=== Problem to work on ===
A faithful copy of the entries is needed, one that leaves out the pictures.

=== Available data ===

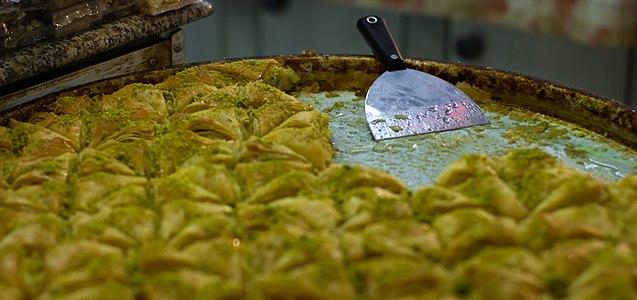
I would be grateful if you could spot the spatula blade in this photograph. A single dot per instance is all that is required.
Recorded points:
(409, 102)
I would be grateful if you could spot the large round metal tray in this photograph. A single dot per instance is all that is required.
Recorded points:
(586, 131)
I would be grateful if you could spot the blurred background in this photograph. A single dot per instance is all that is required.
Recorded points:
(584, 44)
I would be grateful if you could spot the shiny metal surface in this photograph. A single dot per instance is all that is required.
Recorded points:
(409, 102)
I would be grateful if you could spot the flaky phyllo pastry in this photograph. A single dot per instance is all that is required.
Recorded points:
(217, 184)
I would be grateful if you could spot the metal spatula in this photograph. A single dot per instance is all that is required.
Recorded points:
(403, 101)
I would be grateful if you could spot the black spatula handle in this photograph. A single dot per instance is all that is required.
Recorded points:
(376, 33)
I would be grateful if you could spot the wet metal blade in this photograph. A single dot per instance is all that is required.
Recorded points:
(409, 102)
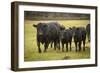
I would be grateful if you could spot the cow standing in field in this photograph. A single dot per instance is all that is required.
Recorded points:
(88, 31)
(47, 33)
(66, 38)
(79, 37)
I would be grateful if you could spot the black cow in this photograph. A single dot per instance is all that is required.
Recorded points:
(88, 31)
(58, 43)
(66, 38)
(79, 37)
(47, 33)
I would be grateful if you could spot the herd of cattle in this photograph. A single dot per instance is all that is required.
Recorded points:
(53, 33)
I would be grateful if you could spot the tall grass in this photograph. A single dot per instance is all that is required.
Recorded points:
(31, 49)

=== Written response ===
I would be grateful if you could spot the spatula blade in this photograph. A single dot per instance is all that is required.
Recorded points:
(409, 102)
I would be grateful if you could spot the large round metal tray in this photograph. A single dot per instance is all that is required.
Recorded points:
(586, 131)
I would be grateful if you could spot the blurred background in this photograph. A single dot per instance is all that is required.
Recorded points:
(584, 44)
I would be grateful if you could spot the shiny metal surface in this photograph. A single dot per instance is all that is required.
Recorded points:
(409, 102)
I would be grateful if you could spot the flaky phyllo pastry in this photograph. A single dot per instance is all that is required.
Recorded points:
(217, 184)
I would be grateful if you could spot the metal spatula in this photograph. A single dot per instance is all that is required.
Recorded points:
(403, 101)
I would be grateful if you could spot the black spatula handle in this photograph. A single dot per instance is all that is required.
Recorded points:
(376, 33)
I would be grateful if you could spot the wet metal blade in this photograph. A single dot per instance is all that is required.
Recorded points:
(409, 102)
I would be grateful if you could spot the cow standing in field in this photograph. A single dot per instance is all that is required.
Recorded points:
(88, 31)
(47, 33)
(66, 38)
(79, 37)
I would be grateful if you could spot the black cow in this photograph. A single dot per instance is all that is required.
Recorded points:
(88, 31)
(58, 43)
(66, 38)
(79, 37)
(47, 33)
I would be grateful if you could spot the herd of cattle in this photograph. A single dot per instance is all that is required.
Recorded points:
(53, 33)
I would be grateful if you could spot the tall grass in this photograph. A single dot per instance is all that is required.
Recorded points:
(31, 49)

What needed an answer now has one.